■ EXCERPT
━━━━━━━━━━━━━━━━━━━━

Ratifying a legacy issue: CMA Ecocycle on mercury

Ratifying a legacy issue: CMA Ecocycle on mercury

CMA Ecocycle’s Daryl Moyle explains why urgent government action on mercury-bearing waste is critical to supporting its detection, containment and recycling.

Mercury exists in many forms, with varying levels of toxicity and stability. Its toxicity was notably discovered in Japan in the 1950s following a deadly outbreak linked to a chemical factory. The chemical element’s proliferation in Australia and the world stems from coal-fired power stations and a range of other industrial processes and resulting products, subsequently polluting waterways, air and soil.

One of the global efforts to tackle the adverse effects of mercury is the Minamata Convention on Mercury, which sees hundreds of countries convene in Japan to agree to efforts to cut their impact and protect the environment and human health. More than 100 countries have ratified the agreement, with recent signatures from diverse nations such as the United Kingdom of Great Britain and Northern Ireland, Saudi Arabia, Uganda and even the State of Palestine. Other major countries such as the US committed years ago. 

But despite signing the agreement in 2013, the Australian Government has yet to ratify Minamata. 

CMA Ecocycle, Australasia’s licensed mercury recycler, has been focusing on the legacy issue to provide solutions for the broad spectrum of mercury-bearing waste in the nation and around the globe. 

For almost 20 years, CMA Ecocycle has been separating the mercury from dental fillings and batteries and hazardous lighting waste. While battery and lighting recycling form an integral part of its business, reducing the impact of mercury-bearing waste is a key focus.  

CMA Ecocycle’s Daryl Moyle says that he remains disappointed and bemused at the lack of action from the Federal Government on Minamata. He points out that the government’s Department of the Environment and Energy released a regulatory impact statement on Minamata’s ratification in December 2016. The statement identified a phase down of mercury as the solution, compared to the status quo and a couple of other options, but still no action has been taken.

“I think it’s been placed in the too hard basket in Canberra. The question is: is there an environmental minister who can stand up and take leadership on the matter?” Daryl says.

━━━━━━━━━━━━━━━━━━━━

■ EXTRACTED ENTRIES

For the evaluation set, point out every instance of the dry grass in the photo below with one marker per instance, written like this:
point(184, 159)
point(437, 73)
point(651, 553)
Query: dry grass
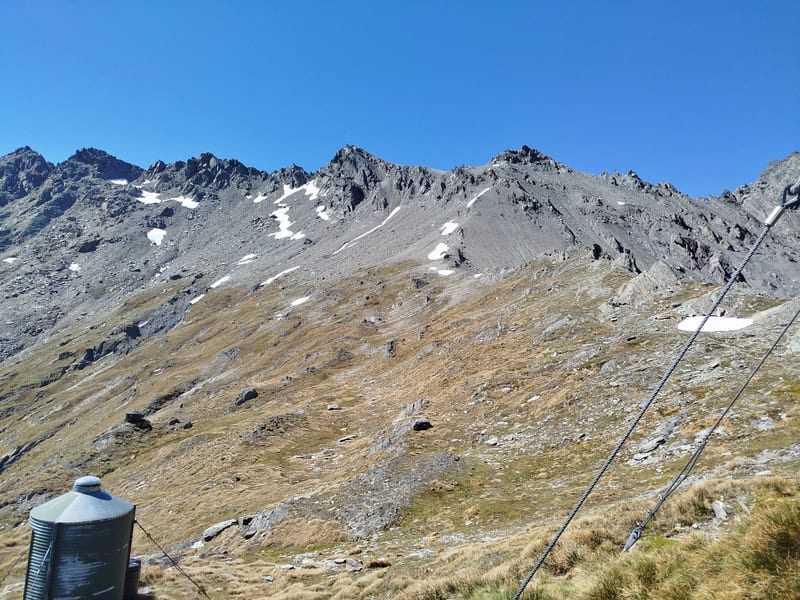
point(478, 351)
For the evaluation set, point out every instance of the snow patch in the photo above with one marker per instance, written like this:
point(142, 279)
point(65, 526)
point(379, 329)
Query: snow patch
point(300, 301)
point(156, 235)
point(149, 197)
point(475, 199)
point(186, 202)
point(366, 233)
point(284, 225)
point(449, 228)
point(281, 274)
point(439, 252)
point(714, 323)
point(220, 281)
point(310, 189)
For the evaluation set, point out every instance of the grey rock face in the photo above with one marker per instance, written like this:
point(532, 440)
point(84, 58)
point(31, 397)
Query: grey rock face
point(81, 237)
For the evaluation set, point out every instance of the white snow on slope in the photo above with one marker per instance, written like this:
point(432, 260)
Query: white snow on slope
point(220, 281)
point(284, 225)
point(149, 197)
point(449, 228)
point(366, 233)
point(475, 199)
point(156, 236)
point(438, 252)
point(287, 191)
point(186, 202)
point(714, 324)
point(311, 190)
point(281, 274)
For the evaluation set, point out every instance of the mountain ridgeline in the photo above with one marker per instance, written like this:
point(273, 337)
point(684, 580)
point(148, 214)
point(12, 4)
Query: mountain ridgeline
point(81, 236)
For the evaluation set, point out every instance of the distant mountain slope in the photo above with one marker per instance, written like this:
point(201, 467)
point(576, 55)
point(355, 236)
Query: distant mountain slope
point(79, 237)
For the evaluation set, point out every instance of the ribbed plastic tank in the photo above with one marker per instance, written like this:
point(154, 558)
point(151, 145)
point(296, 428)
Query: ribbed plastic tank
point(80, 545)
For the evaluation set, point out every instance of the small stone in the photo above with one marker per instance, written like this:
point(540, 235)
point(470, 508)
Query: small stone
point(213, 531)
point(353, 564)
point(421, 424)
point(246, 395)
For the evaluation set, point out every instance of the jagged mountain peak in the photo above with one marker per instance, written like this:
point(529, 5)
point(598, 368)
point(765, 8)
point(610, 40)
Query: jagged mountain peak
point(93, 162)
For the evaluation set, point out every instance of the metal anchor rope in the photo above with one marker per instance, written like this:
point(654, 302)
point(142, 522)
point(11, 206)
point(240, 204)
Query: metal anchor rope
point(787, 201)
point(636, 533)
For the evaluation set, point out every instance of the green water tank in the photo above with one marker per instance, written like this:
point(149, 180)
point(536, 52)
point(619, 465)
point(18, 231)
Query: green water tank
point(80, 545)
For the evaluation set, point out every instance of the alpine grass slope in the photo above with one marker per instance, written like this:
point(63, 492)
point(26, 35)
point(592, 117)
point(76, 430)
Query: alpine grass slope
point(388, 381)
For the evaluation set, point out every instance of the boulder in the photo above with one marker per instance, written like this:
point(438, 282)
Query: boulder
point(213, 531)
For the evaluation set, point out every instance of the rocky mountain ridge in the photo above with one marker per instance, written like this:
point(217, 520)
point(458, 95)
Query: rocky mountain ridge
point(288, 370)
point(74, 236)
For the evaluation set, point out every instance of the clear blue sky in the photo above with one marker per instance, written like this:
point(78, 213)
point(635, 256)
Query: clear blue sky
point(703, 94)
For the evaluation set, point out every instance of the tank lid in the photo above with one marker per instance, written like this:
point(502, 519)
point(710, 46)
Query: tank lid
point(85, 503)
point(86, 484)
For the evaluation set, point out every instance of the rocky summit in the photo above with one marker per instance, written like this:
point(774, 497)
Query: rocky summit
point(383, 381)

━━━━━━━━━━━━━━━━━━━━

Write out the part of the article on CMA Ecocycle and mercury from "CMA Ecocycle, Australasia’s" up to and including "is a key focus.", word for word. The items were taken from a separate source.

CMA Ecocycle, Australasia’s licensed mercury recycler, has been focusing on the legacy issue to provide solutions for the broad spectrum of mercury-bearing waste in the nation and around the globe. 

For almost 20 years, CMA Ecocycle has been separating the mercury from dental fillings and batteries and hazardous lighting waste. While battery and lighting recycling form an integral part of its business, reducing the impact of mercury-bearing waste is a key focus.